--- begin ---

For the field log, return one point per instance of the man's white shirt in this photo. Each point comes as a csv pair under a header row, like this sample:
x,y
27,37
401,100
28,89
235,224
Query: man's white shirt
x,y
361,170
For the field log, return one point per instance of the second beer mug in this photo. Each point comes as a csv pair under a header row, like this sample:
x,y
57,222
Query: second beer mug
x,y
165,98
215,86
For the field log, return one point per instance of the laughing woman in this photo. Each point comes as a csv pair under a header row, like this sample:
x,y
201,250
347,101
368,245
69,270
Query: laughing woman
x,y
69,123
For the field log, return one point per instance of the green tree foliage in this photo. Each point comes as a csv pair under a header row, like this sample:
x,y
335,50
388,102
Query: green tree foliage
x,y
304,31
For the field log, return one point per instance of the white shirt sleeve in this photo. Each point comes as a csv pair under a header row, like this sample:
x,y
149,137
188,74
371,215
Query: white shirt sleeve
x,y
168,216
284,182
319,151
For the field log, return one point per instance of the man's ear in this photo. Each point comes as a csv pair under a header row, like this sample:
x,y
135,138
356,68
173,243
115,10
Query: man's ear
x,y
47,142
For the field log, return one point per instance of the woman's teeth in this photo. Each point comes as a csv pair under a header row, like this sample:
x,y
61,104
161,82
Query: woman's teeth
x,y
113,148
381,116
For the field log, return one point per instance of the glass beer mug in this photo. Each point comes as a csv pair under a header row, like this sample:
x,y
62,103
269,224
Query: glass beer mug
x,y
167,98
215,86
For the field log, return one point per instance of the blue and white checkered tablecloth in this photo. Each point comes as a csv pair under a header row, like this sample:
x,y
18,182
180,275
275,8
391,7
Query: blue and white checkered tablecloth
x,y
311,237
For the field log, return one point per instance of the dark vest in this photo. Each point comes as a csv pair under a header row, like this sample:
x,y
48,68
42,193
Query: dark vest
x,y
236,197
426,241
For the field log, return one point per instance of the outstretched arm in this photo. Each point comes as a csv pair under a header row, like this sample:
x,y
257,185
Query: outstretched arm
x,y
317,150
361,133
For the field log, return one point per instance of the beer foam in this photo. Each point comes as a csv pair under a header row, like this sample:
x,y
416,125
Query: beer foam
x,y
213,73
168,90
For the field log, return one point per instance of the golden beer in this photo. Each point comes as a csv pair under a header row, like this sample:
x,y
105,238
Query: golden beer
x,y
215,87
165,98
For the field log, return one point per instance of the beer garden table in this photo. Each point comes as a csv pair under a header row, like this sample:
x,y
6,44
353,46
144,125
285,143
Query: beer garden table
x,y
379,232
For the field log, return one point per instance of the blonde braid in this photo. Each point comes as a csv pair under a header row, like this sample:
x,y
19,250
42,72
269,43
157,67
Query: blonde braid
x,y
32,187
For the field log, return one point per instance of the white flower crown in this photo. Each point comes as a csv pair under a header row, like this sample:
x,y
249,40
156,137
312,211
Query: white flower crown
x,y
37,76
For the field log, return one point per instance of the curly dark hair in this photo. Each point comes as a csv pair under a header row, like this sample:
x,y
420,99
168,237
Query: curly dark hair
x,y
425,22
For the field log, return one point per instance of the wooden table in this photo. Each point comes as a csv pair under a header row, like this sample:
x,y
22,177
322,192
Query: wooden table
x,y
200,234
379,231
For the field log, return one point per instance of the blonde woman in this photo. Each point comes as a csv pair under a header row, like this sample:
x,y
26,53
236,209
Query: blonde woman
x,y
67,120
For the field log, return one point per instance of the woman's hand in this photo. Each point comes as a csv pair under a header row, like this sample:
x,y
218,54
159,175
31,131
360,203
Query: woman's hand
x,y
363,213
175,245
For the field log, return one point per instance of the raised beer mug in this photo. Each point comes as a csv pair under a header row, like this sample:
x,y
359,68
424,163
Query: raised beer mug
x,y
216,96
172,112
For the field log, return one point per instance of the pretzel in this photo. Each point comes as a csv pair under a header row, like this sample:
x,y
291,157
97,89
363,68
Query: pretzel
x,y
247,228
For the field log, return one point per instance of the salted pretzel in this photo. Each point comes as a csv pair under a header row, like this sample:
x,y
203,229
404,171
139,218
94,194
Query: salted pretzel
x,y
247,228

--- end ---

TASK DIRECTIONS: Every record should be repeated exactly; please leave none out.

RESPONSE:
For the field log, return one point per instance of the man's white shirt in this photo. Each point comes as a csv pair under a header row, like this sample:
x,y
27,37
401,100
28,89
235,224
Query: man's white shirt
x,y
361,170
For the field log, return one point per instance of the second beer mug in this photo. Each point comes as a csv pair under a header row, like this sample:
x,y
57,222
Query: second beer mug
x,y
165,98
215,86
For the field log, return one point per instance of the laughing woman in this photo. Each point comes as a csv pair under a header row, like this sample:
x,y
201,250
347,101
368,245
69,270
Query: laughing woman
x,y
69,123
For the field log, return one point per instance of the green tree foliage in this photo. Each point comes as a csv pair under a header row, like this sample:
x,y
335,50
388,102
Query: green tree foliage
x,y
304,31
For the field log, return one point per instance of the white shirt sleeve in this photo. Each point comes as a csv pair under a header row, like this sample:
x,y
149,137
188,74
371,215
Query: white shirt sleeve
x,y
168,216
284,182
319,151
For the field log, return one point per instance of the man's ear in this photo. Each point comes as a csv pair under a header row, like this sample:
x,y
135,138
356,68
173,243
115,10
Query: man's ear
x,y
47,142
For the field log, return one point per instance of the woman's teeth in this photo. Each point comes as a csv pair under a header row, like this sample:
x,y
61,104
161,82
Query: woman's teeth
x,y
113,148
381,116
For the field log, return one point per instance of the glass beer mug in this photo. Each point comes as a csv pair under a header row, like this sample:
x,y
62,103
269,224
Query: glass beer mug
x,y
167,98
215,86
For the field log, return one point per instance of the blue and white checkered tablecloth in this photo. Each point comes as a csv pair under a header row, like this sample:
x,y
18,182
180,275
275,8
391,7
Query: blue and white checkered tablecloth
x,y
311,237
For the field log, return one point per instance of the dark vest in this photo. Each point comes as a csv pair under a header row, like this sample:
x,y
48,68
42,193
Query: dark vest
x,y
236,197
426,241
For the field log, return one point per instance of the outstretched arm in this photo. Each point comes as a csv pair under a header row, like this sample:
x,y
257,185
Query: outstretched arm
x,y
317,150
361,133
For the field log, return one point per instance of the beer foam in this photo. Each point comes as a csv pair under a header row, like this sample:
x,y
416,125
Query: beer foam
x,y
213,73
168,90
For the field log, return one point per instance of the golden beer in this photo. Each point comes as a csv pair under a header row, like this sample:
x,y
105,238
Query: golden beer
x,y
215,87
165,98
For the field log, return one point per instance of the beer garden table in this photo. Each point comes as a csv pair under a header row, like this sample:
x,y
6,44
353,46
144,125
285,143
Query: beer garden table
x,y
379,232
For the field log, return one point per instance of the blonde braid in this photo. Each point comes as a csv pair under a header row, like this sample:
x,y
19,250
42,72
269,43
157,67
Query: blonde braid
x,y
32,187
For the field log, return one point per instance of the white flower crown in this photo. Each point comes as a csv pair under a header row, like this sample:
x,y
249,40
156,137
312,211
Query: white flower crown
x,y
37,76
For the field log, return one point per instance of the curly dark hair in this photo. Each point comes as a csv pair under a header row, like this sample:
x,y
420,99
168,237
Query: curly dark hair
x,y
425,22
For the field log, return one point per instance of the wooden table in this photo. Each point comes as a csv pair under a header row, like this sample:
x,y
22,177
322,192
Query: wooden table
x,y
200,234
379,231
For the field log, return one point per instance of the blonde woman in this photo. Each point comes as a csv pair under a header row, like this sample:
x,y
26,53
236,209
Query: blonde woman
x,y
67,120
For the field log, return one point per instance of the woman's hand in this photo. Each point comes as a csv pair under a header row, like this sample:
x,y
218,54
159,175
31,131
360,203
Query: woman's hand
x,y
363,213
175,245
For the field log, return one point per instance of the raised beer mug in this photo. Each point comes as a csv pair under a header row, like this sample:
x,y
359,68
424,163
Query: raised beer mug
x,y
216,96
172,112
For the field log, return one point per instance of the pretzel in this photo. Each point comes as a csv pair under a header row, like this sample:
x,y
291,157
97,89
363,68
Query: pretzel
x,y
247,228
For the field log, return one point per instance of the salted pretzel in this photo. Each point comes as a csv pair under a header row, like this sample:
x,y
203,229
404,171
139,218
94,194
Query: salted pretzel
x,y
247,228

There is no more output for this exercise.